=== PARTS OF THE EXERCISE ===
(a) According to the social media security text, what everyday activity is an example of two-factor authentication?
(b) Reproduce word for word the part of the social media security text between "A popular and" and "simple and convenient.", inclusive.
(c) Turn the paragraph of the social media security text that begins "Another way to help avoid" into a short list that keeps its main facts.

=== TEXT ===
------

Social media additional security options:


Another way to help avoid social media account takeover is to use the additional security options available. Two-factor authentication adds an extra layer of security that drastically decreases your chances of account takeover. Two-factor authentication is essentially the using of two separate components to verify your identity, the combination of something you HAVE with something you KNOW. A good example of two-factor authentication you most likely are already used to is withdrawing cash from an ATM, for example. Having both your debit card AND knowing a pin number is required to complete the withdrawal and protect your identity.

A popular and convenient two-factor authentication method is using a combination of both an online password and a text message verification sent to your phone. Enabling this type of authentication typically follows this process:

  1. Enter your password into Facebook or another website
  2. Immediately receive a text on your phone with a temporary pass key
  3. Enter the passkey received back on the site/app and you’re logged in

This may seem like overkill, but enabling this two-factor authentication will drastically decrease the chances of your social accounts being hacked. And actually, the process of setting up and using this authentication is pretty simple and convenient.

------

=== MATERIAL ===
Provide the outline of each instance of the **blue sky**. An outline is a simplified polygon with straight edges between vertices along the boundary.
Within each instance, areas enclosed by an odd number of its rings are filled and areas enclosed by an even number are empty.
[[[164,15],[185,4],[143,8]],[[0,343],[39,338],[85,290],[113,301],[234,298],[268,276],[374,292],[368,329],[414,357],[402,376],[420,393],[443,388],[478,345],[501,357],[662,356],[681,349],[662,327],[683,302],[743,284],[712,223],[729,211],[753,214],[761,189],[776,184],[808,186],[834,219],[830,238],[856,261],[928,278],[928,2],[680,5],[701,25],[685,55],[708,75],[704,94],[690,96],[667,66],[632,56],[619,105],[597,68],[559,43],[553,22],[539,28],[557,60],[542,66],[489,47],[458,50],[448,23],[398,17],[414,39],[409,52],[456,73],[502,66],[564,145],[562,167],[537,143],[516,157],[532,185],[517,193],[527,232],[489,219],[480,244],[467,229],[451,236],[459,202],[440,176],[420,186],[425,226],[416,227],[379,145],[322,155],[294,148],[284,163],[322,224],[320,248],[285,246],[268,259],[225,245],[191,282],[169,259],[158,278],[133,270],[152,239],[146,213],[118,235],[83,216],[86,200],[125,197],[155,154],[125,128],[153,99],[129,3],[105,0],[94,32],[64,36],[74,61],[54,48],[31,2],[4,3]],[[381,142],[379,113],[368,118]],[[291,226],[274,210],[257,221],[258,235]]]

------

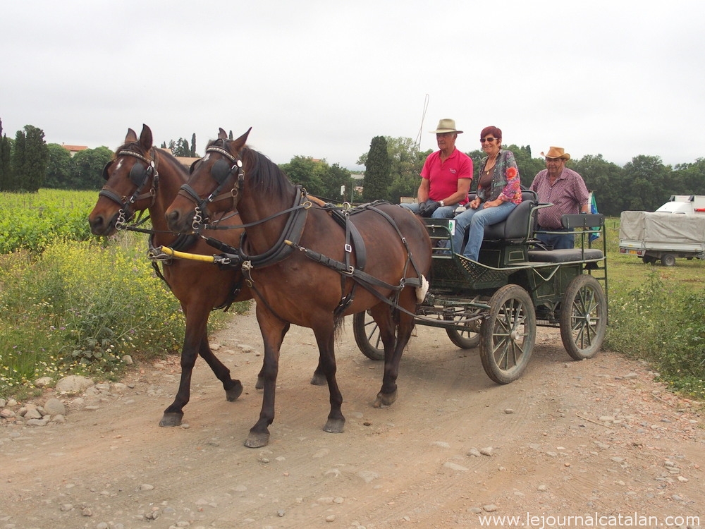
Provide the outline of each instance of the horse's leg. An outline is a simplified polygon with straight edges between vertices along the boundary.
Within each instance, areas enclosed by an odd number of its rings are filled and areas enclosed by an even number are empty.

------

=== TASK RESULTS ===
(a) Withdrawing cash from an ATM, which requires both your debit card and your PIN.

(b)
A popular and convenient two-factor authentication method is using a combination of both an online password and a text message verification sent to your phone. Enabling this type of authentication typically follows this process:

  1. Enter your password into Facebook or another website
  2. Immediately receive a text on your phone with a temporary pass key
  3. Enter the passkey received back on the site/app and you’re logged in

This may seem like overkill, but enabling this two-factor authentication will drastically decrease the chances of your social accounts being hacked. And actually, the process of setting up and using this authentication is pretty simple and convenient.

(c)
- Using the additional security options available helps avoid social media account takeover.
- Two-factor authentication adds an extra layer of security and drastically decreases the chances of takeover.
- It uses two separate components to verify identity: something you have and something you know.
- Example: an ATM withdrawal requires both your debit card and your PIN.